GIVEN EXERCISE — Put every line of the rows below into a JSON list of strings, one string per line, with blank lines skipped and the pictures left out.
..........
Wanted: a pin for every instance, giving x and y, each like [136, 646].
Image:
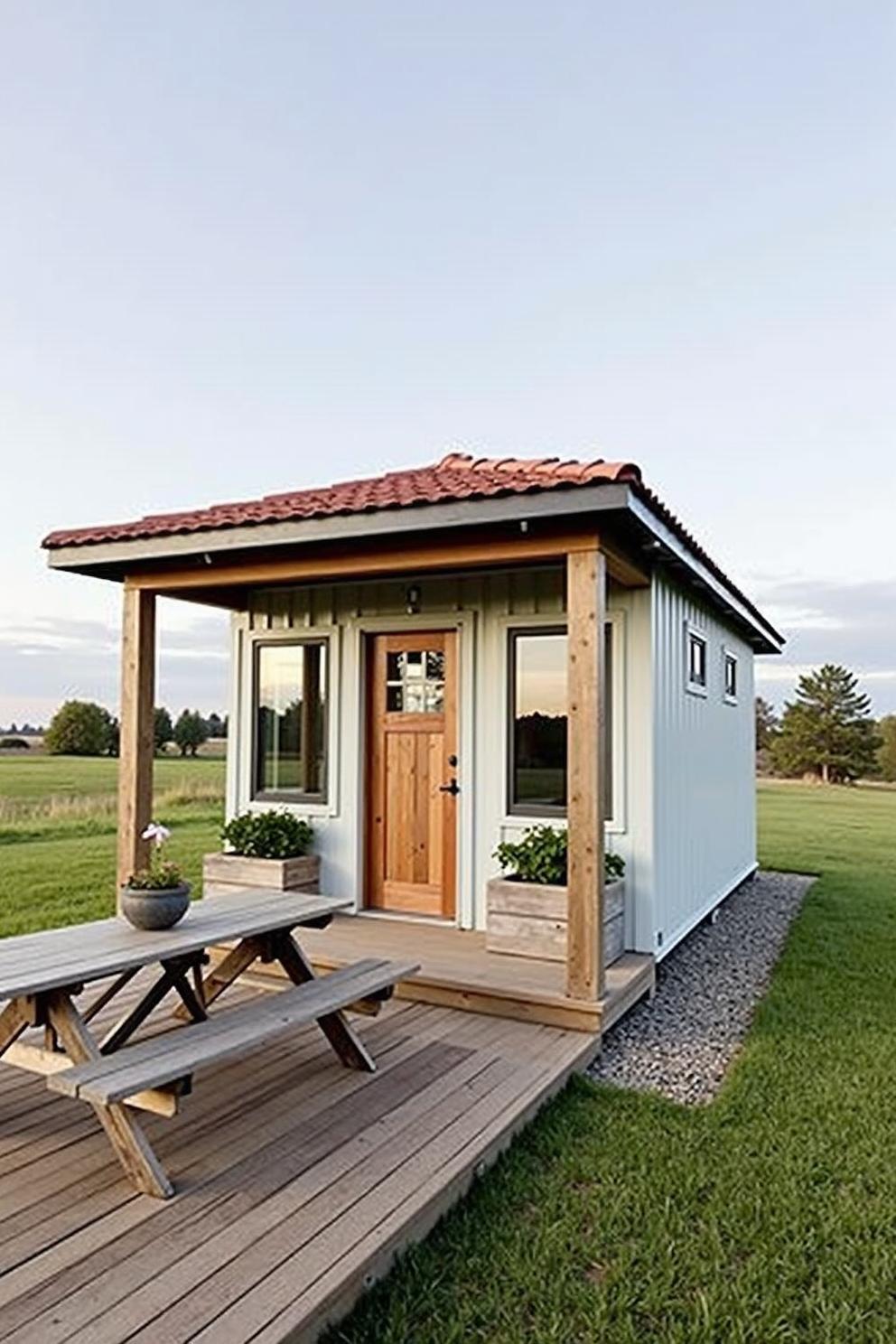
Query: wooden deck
[457, 972]
[297, 1181]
..........
OUTPUT FOR THIS TASK —
[
  "Wanted: a pin for every instance, giving x and y, each like [136, 646].",
  "Image:",
  "Query: wooden deck",
  "[457, 972]",
  "[297, 1181]"
]